Sample size stability. Early-season boundaries derived from 500–600 called strikes are reliable but tighten considerably as the corpus grows to 2,000+ by season's end. Zone metrics for players with fewer than 150 pitches should be treated as directional indicators.

Ongoing development. Park boundaries are recalibrated nightly as new games are collected. This system improves permanently with time as the calibration corpus grows through the 2026 season and beyond.

Dynasty Value Score (DVS) — Methodology

DVS is a nightly-updated composite metric for minor league hitters only. It combines five independent signals into a single 0–1000 score. Pitchers and MLB players are not currently included but are planned for future versions.

*SUPPLIED ENTRIES*:

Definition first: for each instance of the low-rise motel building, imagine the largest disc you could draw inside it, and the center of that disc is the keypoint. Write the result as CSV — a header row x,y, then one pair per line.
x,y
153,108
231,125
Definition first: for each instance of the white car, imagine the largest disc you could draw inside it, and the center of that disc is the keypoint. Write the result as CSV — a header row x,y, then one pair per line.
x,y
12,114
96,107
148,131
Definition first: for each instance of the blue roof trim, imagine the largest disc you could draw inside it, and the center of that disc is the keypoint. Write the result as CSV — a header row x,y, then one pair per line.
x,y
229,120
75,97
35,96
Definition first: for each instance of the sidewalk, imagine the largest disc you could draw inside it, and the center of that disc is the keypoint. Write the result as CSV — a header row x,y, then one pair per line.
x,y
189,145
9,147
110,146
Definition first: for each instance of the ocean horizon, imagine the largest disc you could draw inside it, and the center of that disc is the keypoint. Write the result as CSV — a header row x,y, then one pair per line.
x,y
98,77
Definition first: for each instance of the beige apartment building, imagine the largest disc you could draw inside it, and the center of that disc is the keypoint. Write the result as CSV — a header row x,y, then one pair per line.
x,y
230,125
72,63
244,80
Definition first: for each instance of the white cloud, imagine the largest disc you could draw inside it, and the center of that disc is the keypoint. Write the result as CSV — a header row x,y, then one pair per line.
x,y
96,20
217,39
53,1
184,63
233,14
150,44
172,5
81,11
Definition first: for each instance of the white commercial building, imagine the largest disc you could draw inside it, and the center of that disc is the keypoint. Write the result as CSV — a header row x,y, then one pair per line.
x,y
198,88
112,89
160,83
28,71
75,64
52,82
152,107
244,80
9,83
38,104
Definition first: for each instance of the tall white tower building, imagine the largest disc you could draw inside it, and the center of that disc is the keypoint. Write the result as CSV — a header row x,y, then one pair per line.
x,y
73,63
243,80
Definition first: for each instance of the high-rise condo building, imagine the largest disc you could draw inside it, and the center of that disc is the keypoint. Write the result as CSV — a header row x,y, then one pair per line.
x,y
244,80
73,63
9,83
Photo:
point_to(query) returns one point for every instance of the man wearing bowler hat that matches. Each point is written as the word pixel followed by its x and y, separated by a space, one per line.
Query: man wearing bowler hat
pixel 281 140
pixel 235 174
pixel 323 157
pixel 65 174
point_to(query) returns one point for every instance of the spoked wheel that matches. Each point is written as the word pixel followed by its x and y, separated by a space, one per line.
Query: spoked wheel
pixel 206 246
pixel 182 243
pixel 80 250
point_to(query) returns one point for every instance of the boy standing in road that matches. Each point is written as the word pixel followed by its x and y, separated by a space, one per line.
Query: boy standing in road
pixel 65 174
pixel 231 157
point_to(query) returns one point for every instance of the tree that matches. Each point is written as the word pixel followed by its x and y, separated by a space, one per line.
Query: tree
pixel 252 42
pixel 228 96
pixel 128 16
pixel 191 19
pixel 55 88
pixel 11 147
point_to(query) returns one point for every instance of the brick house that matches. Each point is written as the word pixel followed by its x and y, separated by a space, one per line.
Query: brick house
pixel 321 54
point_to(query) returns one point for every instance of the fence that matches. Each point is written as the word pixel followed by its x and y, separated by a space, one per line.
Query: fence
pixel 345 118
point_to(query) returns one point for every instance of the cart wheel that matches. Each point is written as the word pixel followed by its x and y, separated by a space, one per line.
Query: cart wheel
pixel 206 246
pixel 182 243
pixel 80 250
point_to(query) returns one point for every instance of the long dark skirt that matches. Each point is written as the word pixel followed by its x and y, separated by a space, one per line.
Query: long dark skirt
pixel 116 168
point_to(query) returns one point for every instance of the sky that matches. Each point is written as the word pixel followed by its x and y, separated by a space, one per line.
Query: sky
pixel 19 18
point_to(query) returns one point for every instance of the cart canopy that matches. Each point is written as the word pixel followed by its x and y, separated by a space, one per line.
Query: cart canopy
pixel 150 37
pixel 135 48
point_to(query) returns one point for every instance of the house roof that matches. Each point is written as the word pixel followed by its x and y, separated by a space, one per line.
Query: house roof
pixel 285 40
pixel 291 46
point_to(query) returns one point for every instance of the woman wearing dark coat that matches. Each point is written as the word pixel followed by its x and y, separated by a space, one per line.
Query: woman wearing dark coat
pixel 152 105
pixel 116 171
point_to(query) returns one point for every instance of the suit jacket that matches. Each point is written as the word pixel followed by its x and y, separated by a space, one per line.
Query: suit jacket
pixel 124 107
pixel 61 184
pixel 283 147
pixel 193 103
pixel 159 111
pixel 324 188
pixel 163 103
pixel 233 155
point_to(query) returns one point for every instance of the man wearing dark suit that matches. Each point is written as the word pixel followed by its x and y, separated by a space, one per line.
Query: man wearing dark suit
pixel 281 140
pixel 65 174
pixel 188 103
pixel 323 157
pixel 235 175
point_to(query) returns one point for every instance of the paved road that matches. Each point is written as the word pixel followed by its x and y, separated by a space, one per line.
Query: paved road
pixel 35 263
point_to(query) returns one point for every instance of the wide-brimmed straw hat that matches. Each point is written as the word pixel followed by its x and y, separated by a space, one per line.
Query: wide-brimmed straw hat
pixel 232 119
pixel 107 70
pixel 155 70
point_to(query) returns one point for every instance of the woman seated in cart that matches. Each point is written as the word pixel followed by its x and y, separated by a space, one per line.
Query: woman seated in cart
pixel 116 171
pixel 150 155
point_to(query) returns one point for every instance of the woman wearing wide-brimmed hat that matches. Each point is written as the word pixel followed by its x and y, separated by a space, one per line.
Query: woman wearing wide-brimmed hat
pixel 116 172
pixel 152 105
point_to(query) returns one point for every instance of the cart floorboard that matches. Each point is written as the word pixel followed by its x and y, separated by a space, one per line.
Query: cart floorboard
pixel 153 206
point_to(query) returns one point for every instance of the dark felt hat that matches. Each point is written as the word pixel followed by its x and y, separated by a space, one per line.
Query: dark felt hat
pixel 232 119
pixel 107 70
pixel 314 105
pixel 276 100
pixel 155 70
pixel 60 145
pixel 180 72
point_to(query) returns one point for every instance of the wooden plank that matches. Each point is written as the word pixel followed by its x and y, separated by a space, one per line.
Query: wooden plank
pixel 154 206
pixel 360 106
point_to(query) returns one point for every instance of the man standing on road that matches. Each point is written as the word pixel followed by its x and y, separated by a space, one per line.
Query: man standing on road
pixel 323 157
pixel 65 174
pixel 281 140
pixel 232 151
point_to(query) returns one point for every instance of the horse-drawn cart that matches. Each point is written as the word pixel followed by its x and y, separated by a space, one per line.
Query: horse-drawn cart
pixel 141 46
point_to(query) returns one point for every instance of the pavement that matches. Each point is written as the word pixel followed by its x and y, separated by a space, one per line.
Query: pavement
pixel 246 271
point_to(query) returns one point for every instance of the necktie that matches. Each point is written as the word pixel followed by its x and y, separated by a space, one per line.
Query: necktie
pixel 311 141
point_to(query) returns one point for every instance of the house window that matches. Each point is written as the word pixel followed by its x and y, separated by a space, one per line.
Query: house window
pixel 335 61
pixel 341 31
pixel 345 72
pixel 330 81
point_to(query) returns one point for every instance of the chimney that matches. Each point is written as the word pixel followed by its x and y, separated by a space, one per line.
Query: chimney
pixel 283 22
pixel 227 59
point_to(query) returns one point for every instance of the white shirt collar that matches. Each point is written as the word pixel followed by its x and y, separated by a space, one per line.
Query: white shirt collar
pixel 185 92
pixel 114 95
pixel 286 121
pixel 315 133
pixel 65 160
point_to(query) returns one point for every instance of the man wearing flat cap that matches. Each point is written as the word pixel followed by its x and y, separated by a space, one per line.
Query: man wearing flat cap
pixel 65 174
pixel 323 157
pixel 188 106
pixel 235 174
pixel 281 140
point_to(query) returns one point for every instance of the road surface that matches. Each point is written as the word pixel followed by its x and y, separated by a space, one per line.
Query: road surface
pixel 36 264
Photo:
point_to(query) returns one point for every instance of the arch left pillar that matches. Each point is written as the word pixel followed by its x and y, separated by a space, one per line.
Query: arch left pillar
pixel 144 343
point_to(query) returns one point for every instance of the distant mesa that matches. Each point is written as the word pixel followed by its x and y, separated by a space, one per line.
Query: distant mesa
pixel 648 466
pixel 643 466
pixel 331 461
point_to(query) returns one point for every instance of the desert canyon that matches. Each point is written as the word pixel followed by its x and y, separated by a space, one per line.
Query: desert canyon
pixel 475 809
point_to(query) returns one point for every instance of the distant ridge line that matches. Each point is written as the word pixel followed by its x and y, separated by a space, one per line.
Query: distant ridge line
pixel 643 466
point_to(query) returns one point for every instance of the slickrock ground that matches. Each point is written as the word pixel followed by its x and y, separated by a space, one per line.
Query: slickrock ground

*SET PROBLEM A*: Please gather every line of the records that contains the word "desert", matching case exactly.
*SET PROBLEM B*: Carry on the baseball metrics methodology passage, starting after its final sentence.

*FINAL ANSWER A*:
point_to(query) returns one point for every instance of the desert canyon that matches. Each point is written as the word pixel followed by its x and y, separated by a space, one per line.
Query: desert canyon

*FINAL ANSWER B*:
The five components: (1) Live performance — MiLB wRC+ (park-adjusted, league-relative) acts as a performance anchor multiplier. (2) MLB arrival probability — our MLB Probability Index (0–100) acts as a confidence modifier on the base score. (3) Age/level surplus — players younger than expected for their level receive an upside amplifier. A 19-year-old in Double-A is worth significantly more in dynasty than a 24-year-old at the same level. (4) Industry consensus — rankings across five publications (The Athletic, Baseball America, FanGraphs, MLB Pipeline, RotoWire) add a consensus bonus. Players ranked top-5 in 3+ publications are eligible for the Generational tier (950–1000). (5) Dynasty ownership — Fantrax roster percentage across 6,500+ players adds an ownership bonus. In a pool this large, 40%+ ownership for a MiLB prospect represents strong conviction from experienced dynasty managers.

Important caveat: A player ranked highly by multiple publications but underperforming statistically may carry significant upside not yet reflected in current numbers. DVS weights pedigree and consensus heavily for young prospects — this is intentional. The formula self-corrects as the season progresses and rankings update.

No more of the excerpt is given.